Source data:
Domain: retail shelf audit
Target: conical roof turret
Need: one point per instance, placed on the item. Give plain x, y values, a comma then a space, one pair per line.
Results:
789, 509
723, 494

▸ **THE TASK**:
Rewrite the data above with "tower" substituted for "turret", leaving everything else unchanged.

▸ **SOLUTION TO THE PROBLEM**:
Domain: retail shelf audit
Target: conical roof tower
Need: one point per instance, placed on the item. Give plain x, y values, a comma then a space, one pair per line.
Results:
789, 509
723, 494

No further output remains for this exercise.